Published in the Nikkei Asian Review 30/7/2015
In Japan these days it almost feels like the 1980s all over again. Back then the prime minister was Yasuhiro Nakasone, a controversial conservative with a new economic programme and a desire to strengthen ties with the US and restore national pride. Now we have Prime Minister Shinzo Abe following a similar path. Then as now the Tokyo stock market was storming upwards. Honda is even re-launching its NSX supercar, once a symbol of Japanese corporate ambition and consumer exuberance.
All that is missing are the dancing flowerpots, the gold flakes on the sushi and the splurge of headline-grabbing overseas acquisitions – such as Sony’s 1989 purchase of Columbia Pictures which inspired a notorious Newsweek cover featuring the Statue of Liberty in geisha garb.

Stated problem A:
Answer these questions about the article on Japan:
(i) Who was prime minister of Japan in the 1980s?
(ii) Which car is Honda re-launching?
(iii) Which company bought Columbia Pictures in 1989?
The article and the entries come from unrelated sources.

Stored data:
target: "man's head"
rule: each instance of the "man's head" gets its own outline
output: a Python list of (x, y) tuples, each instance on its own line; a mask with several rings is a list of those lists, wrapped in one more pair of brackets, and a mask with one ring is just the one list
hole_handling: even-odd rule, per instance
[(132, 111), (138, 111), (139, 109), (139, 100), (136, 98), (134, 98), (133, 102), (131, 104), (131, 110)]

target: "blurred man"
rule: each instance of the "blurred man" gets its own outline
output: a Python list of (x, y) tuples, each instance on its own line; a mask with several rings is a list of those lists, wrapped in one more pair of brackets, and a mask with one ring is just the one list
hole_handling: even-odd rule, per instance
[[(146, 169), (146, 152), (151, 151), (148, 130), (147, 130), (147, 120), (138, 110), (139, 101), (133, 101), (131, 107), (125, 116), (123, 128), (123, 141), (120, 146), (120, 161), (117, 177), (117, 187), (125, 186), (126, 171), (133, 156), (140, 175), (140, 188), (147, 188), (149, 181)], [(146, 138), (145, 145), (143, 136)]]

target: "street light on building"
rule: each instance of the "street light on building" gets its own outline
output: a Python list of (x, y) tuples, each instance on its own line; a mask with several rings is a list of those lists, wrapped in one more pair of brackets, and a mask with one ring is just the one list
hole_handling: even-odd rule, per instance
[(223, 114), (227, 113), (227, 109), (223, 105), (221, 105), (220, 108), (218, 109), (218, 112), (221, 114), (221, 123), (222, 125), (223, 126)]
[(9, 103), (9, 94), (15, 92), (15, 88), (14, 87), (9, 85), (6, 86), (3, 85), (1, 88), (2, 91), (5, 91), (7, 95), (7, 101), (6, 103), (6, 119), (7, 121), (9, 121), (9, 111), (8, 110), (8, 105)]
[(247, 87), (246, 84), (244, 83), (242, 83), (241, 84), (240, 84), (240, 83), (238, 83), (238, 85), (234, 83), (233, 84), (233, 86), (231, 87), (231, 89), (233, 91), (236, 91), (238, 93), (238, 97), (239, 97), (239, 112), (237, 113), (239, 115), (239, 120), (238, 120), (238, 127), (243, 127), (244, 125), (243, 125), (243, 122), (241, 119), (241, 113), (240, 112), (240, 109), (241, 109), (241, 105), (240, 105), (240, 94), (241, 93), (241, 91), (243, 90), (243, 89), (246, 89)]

Stated problem B: Please write out the entries from their start up to and including the line with "104), (131, 110)]", raising every coordinate in the answers by 110.

Expected output A:
(i) Yasuhiro Nakasone
(ii) The NSX supercar
(iii) Sony

Expected output B:
target: "man's head"
rule: each instance of the "man's head" gets its own outline
output: a Python list of (x, y) tuples, each instance on its own line; a mask with several rings is a list of those lists, wrapped in one more pair of brackets, and a mask with one ring is just the one list
hole_handling: even-odd rule, per instance
[(242, 221), (248, 221), (249, 219), (249, 210), (246, 208), (244, 208), (243, 212), (241, 214), (241, 220)]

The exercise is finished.